--- START OF TEXT SEGMENT ---

STATEN ISLAND, N.Y. -- Is Staten Island about to become Rikers Island West?
The city is considering sending “overflow” inmates from Rikers Island jails to the Arthur Kill Correctional Facility when the state vacates the medium-security prison on Dec. 1.
But Borough President James Molinaro told the Advance yesterday he won’t stand for it.
What’s more, he said he already knows of “someone” who is interested in the “purchase or lease” of the state prison property in Charleston and will retrofit it as a “retail shopping center.”
“It will create jobs and a tax base,” said Molinaro. “That is what we need.”
Molinaro declined to say who the well-heeled honcho is, only that it is not a big-box developer.
“He would be willing to start tomorrow if he could,” said Molinaro of a time line.
Molinaro said he has already “expressed opposition” to a possible state-city jail swap to the Cuomo administration, which tabbed the Island facility for closure earlier this year as a cost-cutting measure. He declined to say how he learned of the possibility.
This amid rumblings that were picked up by workers at the prison — along with rumors heard by other elected officials here — that the city is looking to take over Arthur Kill once the state moves out.
Arthur Kill workers said city officials toured the prison on Sept. 9 to look the place over.
City Correction Department spokeswoman Sharman Stein would say only, “We took a look at the Arthur Kill facility solely for information purposes.” She would not answer a question about Rikers overflow coming here.
State Department of Correctional Services spokesman Peter Cutler declined to answer a question about future use of Arthur Kill.
Meanwhile, late yesterday, the borough’s Republican elected officials — save for state Sen. Andrew Lanza — inked a letter to a bevy of state commissioners asking that “no consideration be given to use the Arthur Kill Correctional Facility as a city-run correctional facility.”
“The community we represent as a whole would not support such a move and are vehemently opposed to converting a state prison facility into any city-run penitentiary or prison. It remains our hope that Arthur Kill would be eligible for a portion of the $50 million in capital funding provided under the [state] Economic Transformation and Facility Redevelopment Program in order to redevelop the area to spur economic growth, diversify the local economy and create new jobs to help get New Yorkers back to work.”
The letter was signed by City Councilman Vincent Ignizio (R-South Shore); Assemblyman Lou Tobacco (R-South Shore); Councilman James Oddo (R-Mid-Island/Brooklyn); Assemblywoman Nicole Malliotakis (R-East Shore/Brooklyn), and Rep. Michael Grimm (R-Staten Island/Brooklyn).

--- END OF TEXT SEGMENT ---

**GIVEN REQUEST 1**: Set down, word for word, the stretch of the Arthur Kill prison article from "Molinaro said he" through "of the possibility.".
**GIVEN REQUEST 2**: Resume the news story on the Arthur Kill prison, picking up right after its last sentence.

--- START OF DATASET CONTENT ---

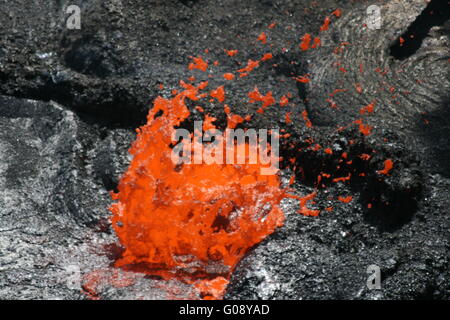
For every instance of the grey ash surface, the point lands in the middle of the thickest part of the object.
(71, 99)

--- END OF DATASET CONTENT ---
--- START OF DATASET CONTENT ---

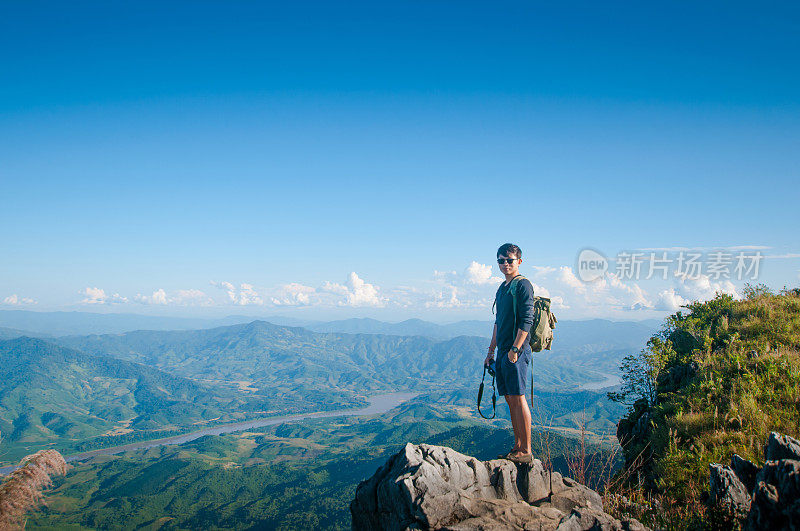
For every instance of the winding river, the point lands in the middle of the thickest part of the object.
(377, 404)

--- END OF DATASET CONTENT ---

**WRITTEN ANSWER 1**:
Molinaro said he has already “expressed opposition” to a possible state-city jail swap to the Cuomo administration, which tabbed the Island facility for closure earlier this year as a cost-cutting measure. He declined to say how he learned of the possibility.

**WRITTEN ANSWER 2**:
As for Lanza, who wants to keep Arthur Kill as is, he said he has “been hearing rumors” of a possible city takeover and predicted crime will escalate in the community should the city decide to house part of its short-term jail population here.
Lanza (R-Staten Island) said his experience as a former prosecutor tells him the prospect of a jail abutting a residential community, where prisoners have the ability to make bail after brief periods of incarceration, is a “real concern.”
“There is a different culture between someone with a termed sentence serving it in a state prison than someone jailed for a year or less and who can come and go as they make bail,” said Lanza. “Around city facilities, you have higher crime rates.”
An Arthur Kill correction officer, who asked that his name not be used, said Lanza is right.
“There is a reason why Rikers Island is an island,” said the officer, who has 18 years on the job and has not yet put in for a transfer.
Rikers sits in the East River, between Queens and the Bronx.
But state Sen. Diane Savino, who said she “grew up in the shadow of Rikers Island” in Queens, said, “I would not be concerned that it would make the community less safe.”
“Is it possible the city might have a use for it?” asked Ms. Savino (D-North Shore/Brooklyn), who like Lanza wants to keep Arthur Kill in state prison hands. “They are always complaining about Rikers and other city facilities and overcrowding.”
Meanwhile, the state is moving forward with shutting down Arthur Kill. State spokesman Cutler said the department’s human resources staff will be on site Monday and Tuesday to talk to remaining personnel who have not yet submitted transfers.
Cutler said 212 security staff and 99 civilian staff members remain at Arthur Kill, along with 277 offenders. Arthur Kill has a prisoner bed capacity of 991.
He said that on Aug. 15, 72 security staff members were reassigned to other prison facilities based on seniority and available vacancies.
One clerical worker who spoke to the Advance said yesterday she has been on the job at Arthur Kill for 19 years at a salary of around $30,000.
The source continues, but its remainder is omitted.